According to Forbes Coaches Council, the speed of our workplaces and the market, driven by the continuous flow of innovative technology in addition to the “on demand” prospects it has formed, will continue increasing. To keep up with the fast-changing, leaders need to be quickly yet effectively think, decide as well as inspire. This is linked to Zaleznik’s arguments because they both advocate for leaders to have the power of act quickly and with ease in their work and when faced with a challenge. Zaleznik’s arguments supports Forbes Coaches Council argument because he says that to for one to be develop fearless agility, he ought to be in a position of developing fresh approaches to problems, and this will help the leader to increase options.  Zaleznik’s also says that a leader has to be able to turn ideas into exciting images which will help a leader to keep up with the fast-changing workplaces and the market.

-=-=-

**Work to do:**
(a) Pick out every row that contains the word "fence", and copy each of those rows in full.
(b) Go on with the passage on leadership agility, starting right after its final sentence.
These rows have no connection to the passage on leadership agility.

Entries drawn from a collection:
-=-=-

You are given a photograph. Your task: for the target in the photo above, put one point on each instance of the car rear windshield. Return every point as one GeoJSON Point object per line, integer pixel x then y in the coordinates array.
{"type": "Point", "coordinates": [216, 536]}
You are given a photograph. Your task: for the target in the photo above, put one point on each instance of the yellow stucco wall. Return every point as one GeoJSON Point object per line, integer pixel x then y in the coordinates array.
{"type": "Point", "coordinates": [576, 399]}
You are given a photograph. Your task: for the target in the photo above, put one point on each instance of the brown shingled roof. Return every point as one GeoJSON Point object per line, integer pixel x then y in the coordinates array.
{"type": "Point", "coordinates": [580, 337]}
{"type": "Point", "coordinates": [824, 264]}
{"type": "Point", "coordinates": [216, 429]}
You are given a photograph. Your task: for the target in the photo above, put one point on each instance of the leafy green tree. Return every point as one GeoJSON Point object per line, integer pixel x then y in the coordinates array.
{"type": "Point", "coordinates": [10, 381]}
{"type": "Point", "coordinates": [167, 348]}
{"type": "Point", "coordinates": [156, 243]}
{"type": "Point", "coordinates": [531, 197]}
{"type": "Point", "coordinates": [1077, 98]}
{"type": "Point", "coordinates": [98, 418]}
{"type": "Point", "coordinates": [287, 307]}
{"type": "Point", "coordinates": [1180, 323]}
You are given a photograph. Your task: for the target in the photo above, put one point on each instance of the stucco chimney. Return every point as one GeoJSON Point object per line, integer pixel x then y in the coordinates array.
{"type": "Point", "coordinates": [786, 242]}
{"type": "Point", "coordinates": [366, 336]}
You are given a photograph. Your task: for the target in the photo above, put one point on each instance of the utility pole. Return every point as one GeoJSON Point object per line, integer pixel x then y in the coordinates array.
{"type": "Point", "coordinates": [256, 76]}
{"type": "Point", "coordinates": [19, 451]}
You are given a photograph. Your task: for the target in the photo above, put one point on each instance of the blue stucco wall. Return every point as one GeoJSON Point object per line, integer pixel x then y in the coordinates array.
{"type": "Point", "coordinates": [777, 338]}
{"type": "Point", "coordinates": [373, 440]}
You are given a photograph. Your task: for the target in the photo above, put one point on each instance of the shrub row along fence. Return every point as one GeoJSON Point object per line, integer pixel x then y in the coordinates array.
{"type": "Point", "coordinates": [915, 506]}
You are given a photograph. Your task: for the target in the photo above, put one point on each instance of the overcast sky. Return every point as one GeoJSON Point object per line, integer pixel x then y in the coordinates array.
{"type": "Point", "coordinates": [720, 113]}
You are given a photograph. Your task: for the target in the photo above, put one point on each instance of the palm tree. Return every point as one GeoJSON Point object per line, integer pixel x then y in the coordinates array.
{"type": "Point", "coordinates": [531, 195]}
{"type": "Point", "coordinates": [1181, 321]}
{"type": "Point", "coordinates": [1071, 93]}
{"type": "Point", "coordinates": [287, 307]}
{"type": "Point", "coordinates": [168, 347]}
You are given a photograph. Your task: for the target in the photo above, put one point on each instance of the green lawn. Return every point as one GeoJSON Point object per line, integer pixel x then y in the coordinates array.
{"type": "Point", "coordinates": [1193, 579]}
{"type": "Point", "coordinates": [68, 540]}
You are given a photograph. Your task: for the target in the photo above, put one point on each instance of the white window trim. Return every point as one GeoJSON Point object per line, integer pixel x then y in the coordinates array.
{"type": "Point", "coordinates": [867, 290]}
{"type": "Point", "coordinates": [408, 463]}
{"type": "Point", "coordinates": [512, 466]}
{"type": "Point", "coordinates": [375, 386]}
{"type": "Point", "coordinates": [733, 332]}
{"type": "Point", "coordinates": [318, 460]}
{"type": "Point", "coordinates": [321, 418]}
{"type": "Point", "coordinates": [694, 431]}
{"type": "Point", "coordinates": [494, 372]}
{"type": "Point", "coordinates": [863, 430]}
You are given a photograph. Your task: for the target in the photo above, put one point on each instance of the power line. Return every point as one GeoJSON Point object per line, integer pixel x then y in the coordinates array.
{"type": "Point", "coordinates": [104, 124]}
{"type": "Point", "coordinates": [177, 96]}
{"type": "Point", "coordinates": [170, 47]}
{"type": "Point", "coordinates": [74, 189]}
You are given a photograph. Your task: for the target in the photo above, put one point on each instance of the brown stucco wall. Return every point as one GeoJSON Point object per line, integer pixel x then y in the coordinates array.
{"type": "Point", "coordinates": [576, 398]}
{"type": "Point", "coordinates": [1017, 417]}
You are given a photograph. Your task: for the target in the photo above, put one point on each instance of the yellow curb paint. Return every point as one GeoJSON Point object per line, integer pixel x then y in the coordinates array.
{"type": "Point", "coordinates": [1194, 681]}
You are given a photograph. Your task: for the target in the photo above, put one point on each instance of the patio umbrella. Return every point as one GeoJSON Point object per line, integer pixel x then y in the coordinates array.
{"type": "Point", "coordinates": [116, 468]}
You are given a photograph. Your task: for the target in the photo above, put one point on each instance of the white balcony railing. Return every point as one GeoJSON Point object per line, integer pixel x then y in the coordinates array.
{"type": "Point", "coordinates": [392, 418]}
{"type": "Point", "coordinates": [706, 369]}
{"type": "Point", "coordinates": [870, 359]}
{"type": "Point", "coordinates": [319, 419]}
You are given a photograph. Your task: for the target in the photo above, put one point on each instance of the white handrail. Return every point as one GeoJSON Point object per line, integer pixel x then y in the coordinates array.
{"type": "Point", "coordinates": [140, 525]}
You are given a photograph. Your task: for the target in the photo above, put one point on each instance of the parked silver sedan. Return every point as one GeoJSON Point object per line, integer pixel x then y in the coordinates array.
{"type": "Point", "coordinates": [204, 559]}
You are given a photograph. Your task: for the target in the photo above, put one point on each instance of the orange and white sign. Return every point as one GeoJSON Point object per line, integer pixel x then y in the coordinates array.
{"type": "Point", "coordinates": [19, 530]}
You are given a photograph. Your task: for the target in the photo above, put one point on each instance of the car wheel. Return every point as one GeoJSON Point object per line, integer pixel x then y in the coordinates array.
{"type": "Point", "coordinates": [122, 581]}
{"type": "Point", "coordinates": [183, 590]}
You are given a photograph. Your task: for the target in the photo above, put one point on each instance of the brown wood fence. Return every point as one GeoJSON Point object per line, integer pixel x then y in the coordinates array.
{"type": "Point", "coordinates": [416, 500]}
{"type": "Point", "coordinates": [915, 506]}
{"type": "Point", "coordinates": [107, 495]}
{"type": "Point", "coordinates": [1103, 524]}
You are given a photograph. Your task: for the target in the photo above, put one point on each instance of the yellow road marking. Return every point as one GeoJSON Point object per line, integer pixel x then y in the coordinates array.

-=-=-

**Answers to the problems:**
(a)
You are given a photograph. Your task: for the target in the photo above, put one point on each instance of the shrub row along fence. Return every point as one GeoJSON Point object per line, integer pixel x then y in the coordinates array.
You are given a photograph. Your task: for the target in the photo above, put one point on each instance of the brown wood fence. Return every point as one GeoJSON Point object per line, integer pixel x then y in the coordinates array.

(b)
Empathy

Forbes Coaches Council, argues that the future of leadership revolves around the leaders’ abilities of creating emotional intelligence in themselves, and individuals whose lives they touch. Compassion and empathy are foundations that unit people in common comprehension around complex, vital and at times alienating economic and socio-political concerns. This is linked to Zaleznik’s arguments because they both advocate for leaders to be to recognize their emotions and be understanding. Zaleznik’s arguments supports Forbes Coaches Council argument because he states that leaders should relate directly to others empathetically and intuitively. This will help them have the ability to recognize their emotions, and realize how your emotions affect people around them. Also subordinates consider leaders to be emotionally rich with feelings such as love and hate (Zaleznik, 1977).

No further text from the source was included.